Apesar das vantagens na integração de cadastros usados em políticas públicas, dificuldades políticas, orçamentárias, técnicas e éticas devem ser superadas

 

Kathy Lindert, do Banco Mundial, Luís Henrique Paiva, do IPC-IG, e Valentina Barca, de Oxford

Brasília, 5 de abril de 2016 – Para os países que buscam desenhar programas eficientes de proteção social e atender à população de forma efetiva, a integração de bases de dados será “o desafio dos próximos 10 anos”, na avaliação de Kathy Lindert, economista chefe para Proteção Social e Trabalho do Banco Mundial, que debateu o assunto com gestores e especialistas do Brasil e do mundo no Seminário Internacional de Integração de Bases de Dados e Sistemas de Informação para Aperfeiçoamento de Políticas Públicas, realizado nos dias 5 e 6 de abril em Brasília.

Apesar de salientar o sucesso do Brasil na construção do Cadastro Único para Programas Sociais, desde 2001, a economista avalia como a maior prioridade do país a interoperabilidade com outros sistemas de cadastros públicos, movimento que vem sendo efetivado com sucesso por nações como Austrália, Chile e Argentina. O termo interoperabilidade é usado quando entidades independentes de um mesmo governo podem se comunicar e funcionar em sinergia ao compartilhar informações na tomada de decisões.

Os benefícios desta integração atingem os formuladores de políticas públicas, as agências locais e os cidadãos, pois permite a visualização precisa dos beneficiários de programas sociais, elimina esforços duplicados em manutenção de sistemas e, para os cidadãos, diminui a burocracia na comprovação das mesmas informações a diversos órgãos, por exemplo.

Veja mais detalhes da apresentação de Kathy Lindert (em inglês)

Para a consultora da Oxford Policy Management, Valentina Barca, a implementação de cadastros integrados requer sobretudo arranjos políticos e institucionais, embora muitas vezes a ênfase seja dada às dificuldades técnicas.

“O objetivo final é sempre compartilhar informação, tomar decisões e melhorar o padrão de vida no país. Então é preciso aceitar que o processo é lento e que erros serão cometidos, mas depois ajustados”, afirma a pesquisadora. Segundo Valentina, mesmo o melhor e mais abrangente dos sistemas não é suficiente se não puder converter os dados em informação útil no desenho de políticas públicas.

“Quem passou por esse processo recentemente colocou ênfase forte na análise dos dados e sua utilidade”, afirmou ela no seminário realizado pela Secretaria Nacional de Renda de Cidadania (Senarc) do Ministério do Desenvolvimento Social e Combate à Fome (MDS) em parceria com a Iniciativa Brasileira de Aprendizagem por um Mundo sem Pobreza (WWP).

Segundo Valentina, que já se debruçou sobre o caso de mais de 40 nações na integração de base de dados nacionais, não adianta querer que todas informações estejam disponíveis: é preciso estabelecer prioridades para começar.

Leia a análise da consultora italiana Valentina Barca (em inglês)

Registros

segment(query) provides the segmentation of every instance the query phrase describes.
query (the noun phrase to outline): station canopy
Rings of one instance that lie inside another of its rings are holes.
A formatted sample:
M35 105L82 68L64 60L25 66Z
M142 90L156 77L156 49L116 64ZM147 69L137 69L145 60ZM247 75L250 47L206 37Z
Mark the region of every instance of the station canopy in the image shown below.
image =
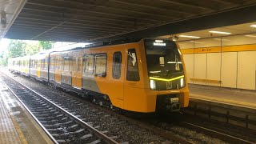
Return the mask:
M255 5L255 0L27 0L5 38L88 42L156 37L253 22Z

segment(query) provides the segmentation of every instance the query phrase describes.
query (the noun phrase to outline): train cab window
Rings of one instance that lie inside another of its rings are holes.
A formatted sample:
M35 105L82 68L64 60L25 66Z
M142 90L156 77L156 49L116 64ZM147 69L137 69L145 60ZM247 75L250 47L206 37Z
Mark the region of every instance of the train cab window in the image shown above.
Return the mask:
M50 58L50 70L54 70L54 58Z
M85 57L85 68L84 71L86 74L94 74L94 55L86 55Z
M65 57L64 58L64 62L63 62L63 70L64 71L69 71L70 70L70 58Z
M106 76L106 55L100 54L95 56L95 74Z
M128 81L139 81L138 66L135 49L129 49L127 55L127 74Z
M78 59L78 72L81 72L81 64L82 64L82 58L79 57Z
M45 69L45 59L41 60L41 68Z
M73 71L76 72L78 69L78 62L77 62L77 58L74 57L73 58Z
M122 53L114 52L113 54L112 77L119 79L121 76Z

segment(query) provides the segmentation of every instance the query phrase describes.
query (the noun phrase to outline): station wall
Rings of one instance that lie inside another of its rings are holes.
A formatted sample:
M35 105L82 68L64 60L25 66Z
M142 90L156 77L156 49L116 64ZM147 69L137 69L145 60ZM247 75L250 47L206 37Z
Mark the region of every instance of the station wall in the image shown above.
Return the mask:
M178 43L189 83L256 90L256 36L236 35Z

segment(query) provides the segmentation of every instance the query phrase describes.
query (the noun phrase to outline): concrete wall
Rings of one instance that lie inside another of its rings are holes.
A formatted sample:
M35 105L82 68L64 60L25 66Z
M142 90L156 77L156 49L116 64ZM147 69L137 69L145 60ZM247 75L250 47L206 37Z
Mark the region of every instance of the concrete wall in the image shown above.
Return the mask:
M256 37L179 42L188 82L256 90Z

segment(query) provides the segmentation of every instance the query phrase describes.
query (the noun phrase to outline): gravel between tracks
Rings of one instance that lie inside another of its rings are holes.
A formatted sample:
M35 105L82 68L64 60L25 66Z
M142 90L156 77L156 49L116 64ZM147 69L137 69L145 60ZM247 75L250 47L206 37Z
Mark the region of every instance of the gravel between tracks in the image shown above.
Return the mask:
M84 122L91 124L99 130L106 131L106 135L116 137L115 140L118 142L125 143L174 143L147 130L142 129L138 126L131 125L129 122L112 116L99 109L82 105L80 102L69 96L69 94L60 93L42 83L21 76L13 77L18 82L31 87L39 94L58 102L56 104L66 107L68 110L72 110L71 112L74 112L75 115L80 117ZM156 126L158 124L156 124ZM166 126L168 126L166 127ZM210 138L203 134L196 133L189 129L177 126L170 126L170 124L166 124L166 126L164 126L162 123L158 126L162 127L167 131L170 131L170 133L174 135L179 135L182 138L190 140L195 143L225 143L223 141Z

---

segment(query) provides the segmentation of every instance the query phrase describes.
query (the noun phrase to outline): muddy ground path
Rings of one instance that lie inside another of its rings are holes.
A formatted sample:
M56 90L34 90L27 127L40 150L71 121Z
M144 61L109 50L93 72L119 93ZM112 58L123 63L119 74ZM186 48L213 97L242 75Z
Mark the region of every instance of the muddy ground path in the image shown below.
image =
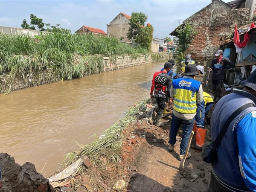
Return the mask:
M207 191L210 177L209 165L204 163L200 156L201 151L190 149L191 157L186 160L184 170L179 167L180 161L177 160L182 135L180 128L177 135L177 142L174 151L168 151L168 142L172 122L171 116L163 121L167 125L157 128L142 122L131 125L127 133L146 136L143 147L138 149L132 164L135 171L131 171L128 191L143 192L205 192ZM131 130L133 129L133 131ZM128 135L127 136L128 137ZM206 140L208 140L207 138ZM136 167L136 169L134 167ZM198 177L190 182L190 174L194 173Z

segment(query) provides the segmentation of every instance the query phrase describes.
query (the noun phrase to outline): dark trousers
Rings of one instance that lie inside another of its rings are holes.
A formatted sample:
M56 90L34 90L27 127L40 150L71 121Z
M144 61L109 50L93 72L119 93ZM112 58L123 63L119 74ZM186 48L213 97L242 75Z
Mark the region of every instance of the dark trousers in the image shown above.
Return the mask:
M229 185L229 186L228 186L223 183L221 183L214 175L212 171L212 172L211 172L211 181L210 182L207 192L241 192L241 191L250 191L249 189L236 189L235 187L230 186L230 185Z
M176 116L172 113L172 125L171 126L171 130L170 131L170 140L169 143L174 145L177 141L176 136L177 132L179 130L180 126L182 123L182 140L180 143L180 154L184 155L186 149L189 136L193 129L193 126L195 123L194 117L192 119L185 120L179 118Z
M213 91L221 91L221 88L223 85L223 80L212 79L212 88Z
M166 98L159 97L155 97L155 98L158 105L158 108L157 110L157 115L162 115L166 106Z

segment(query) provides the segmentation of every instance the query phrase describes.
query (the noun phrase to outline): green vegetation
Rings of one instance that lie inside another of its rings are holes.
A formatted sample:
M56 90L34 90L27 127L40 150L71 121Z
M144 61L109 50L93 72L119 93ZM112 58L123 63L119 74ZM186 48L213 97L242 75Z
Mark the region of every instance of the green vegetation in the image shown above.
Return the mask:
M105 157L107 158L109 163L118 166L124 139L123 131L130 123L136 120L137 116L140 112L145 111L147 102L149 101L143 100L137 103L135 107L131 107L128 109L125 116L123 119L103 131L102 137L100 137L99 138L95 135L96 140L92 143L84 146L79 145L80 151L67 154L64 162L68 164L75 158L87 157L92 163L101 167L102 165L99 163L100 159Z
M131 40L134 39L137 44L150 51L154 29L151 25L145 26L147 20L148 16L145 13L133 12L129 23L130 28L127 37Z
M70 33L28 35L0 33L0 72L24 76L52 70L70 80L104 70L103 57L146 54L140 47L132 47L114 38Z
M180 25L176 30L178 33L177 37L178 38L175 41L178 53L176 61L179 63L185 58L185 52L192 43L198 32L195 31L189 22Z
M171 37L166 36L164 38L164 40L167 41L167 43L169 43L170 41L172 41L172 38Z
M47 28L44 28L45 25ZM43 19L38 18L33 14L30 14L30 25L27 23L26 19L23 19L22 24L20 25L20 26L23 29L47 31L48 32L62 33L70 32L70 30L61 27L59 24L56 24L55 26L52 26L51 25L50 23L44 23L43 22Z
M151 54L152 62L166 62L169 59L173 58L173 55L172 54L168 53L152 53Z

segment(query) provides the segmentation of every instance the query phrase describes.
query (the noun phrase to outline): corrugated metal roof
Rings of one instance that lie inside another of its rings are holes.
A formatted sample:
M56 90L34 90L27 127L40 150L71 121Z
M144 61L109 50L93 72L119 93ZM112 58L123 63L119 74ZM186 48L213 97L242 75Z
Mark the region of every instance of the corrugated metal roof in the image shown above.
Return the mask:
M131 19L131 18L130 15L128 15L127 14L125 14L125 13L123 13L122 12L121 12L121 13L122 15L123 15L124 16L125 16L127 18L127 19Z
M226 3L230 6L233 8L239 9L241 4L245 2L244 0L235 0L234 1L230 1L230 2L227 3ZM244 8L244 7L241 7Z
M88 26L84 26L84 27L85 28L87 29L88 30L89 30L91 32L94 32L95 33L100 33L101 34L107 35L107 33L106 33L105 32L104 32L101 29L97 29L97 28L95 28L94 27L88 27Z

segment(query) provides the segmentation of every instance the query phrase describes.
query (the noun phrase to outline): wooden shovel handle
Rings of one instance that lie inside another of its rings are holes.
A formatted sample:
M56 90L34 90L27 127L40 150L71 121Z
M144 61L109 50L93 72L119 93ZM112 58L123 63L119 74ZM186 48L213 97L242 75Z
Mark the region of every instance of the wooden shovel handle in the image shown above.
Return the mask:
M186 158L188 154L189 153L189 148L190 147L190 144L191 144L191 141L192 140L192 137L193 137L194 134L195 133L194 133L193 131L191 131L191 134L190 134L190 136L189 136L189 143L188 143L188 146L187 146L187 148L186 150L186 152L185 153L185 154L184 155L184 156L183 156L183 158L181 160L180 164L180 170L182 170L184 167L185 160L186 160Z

--

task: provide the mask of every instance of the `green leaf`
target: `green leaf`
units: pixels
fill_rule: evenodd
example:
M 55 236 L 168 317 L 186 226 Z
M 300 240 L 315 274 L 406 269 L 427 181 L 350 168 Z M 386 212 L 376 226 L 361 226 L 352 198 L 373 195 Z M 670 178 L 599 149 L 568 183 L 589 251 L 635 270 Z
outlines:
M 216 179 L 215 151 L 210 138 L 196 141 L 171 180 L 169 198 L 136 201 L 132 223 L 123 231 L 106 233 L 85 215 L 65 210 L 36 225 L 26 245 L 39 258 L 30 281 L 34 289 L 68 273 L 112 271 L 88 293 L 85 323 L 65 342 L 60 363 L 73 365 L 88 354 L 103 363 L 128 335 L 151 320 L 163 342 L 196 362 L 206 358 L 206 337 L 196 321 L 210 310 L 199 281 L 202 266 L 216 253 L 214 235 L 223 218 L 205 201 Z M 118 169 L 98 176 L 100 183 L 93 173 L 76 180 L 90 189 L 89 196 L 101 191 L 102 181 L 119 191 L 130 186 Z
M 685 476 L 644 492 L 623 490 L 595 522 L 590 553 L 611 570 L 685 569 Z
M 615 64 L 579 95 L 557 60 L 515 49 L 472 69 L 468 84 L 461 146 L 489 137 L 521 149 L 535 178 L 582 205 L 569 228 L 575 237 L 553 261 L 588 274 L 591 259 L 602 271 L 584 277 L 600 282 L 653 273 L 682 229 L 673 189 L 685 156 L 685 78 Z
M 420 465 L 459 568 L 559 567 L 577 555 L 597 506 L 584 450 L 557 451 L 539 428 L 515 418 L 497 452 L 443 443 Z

Tarefas
1. Com base na notícia sobre integração de bases de dados, responda:
(a) Em que dias foi realizado o seminário internacional em Brasília?
(b) Quais países são citados como exemplos de sucesso na interoperabilidade de cadastros?
(c) Sobre o caso de quantas nações Valentina Barca já se debruçou?
2. Transcreva da notícia sobre integração de bases de dados o trecho entre "Kathy Lindert, do" e "abril em Brasília.", inclusive.
3. Escreva a continuação da notícia sobre integração de bases de dados a partir do ponto em que ela termina.

Respostas do exercício
1.
(a) Nos dias 5 e 6 de abril.
(b) Austrália, Chile e Argentina.
(c) Mais de 40 nações.

2.
Kathy Lindert, do Banco Mundial, Luís Henrique Paiva, do IPC-IG, e Valentina Barca, de Oxford

Brasília, 5 de abril de 2016 – Para os países que buscam desenhar programas eficientes de proteção social e atender à população de forma efetiva, a integração de bases de dados será “o desafio dos próximos 10 anos”, na avaliação de Kathy Lindert, economista chefe para Proteção Social e Trabalho do Banco Mundial, que debateu o assunto com gestores e especialistas do Brasil e do mundo no Seminário Internacional de Integração de Bases de Dados e Sistemas de Informação para Aperfeiçoamento de Políticas Públicas, realizado nos dias 5 e 6 de abril em Brasília.

3.
Desafios

As trocas de experiências exitosas de integração, um dos objetivos do encontro, mostram que os custos são barreiras relevantes na hora de compartilhar responsabilidades entre as diversas instituições públicas.

“No Brasil, por exemplo, o MDS está pagando pelo Cadastro Único, mas muitos outros o utilizam. Quem deve arcar com os custos de sistemas com múltiplos usuários?”, questiona Kathy Lindert, sobre a dificuldade encontrada por muitos países para integrar, manter e expandir os sistemas de informação.

Outra questão primordial é a privacidade e uso dos dados. Nas integrações efetuadas em países como Chile e Argentina, além das informações de seguridade social e o histórico laboral, pode-se acessar informações tributárias. Entre as soluções apontadas pelas especialistas no painel de discussão, está a partilha seletiva de dados entre as agências, com protocolos de segurança que estabeleçam o quanto cada órgão precisa, com diferentes níveis de acesso e identificação do funcionário que atua com as informações.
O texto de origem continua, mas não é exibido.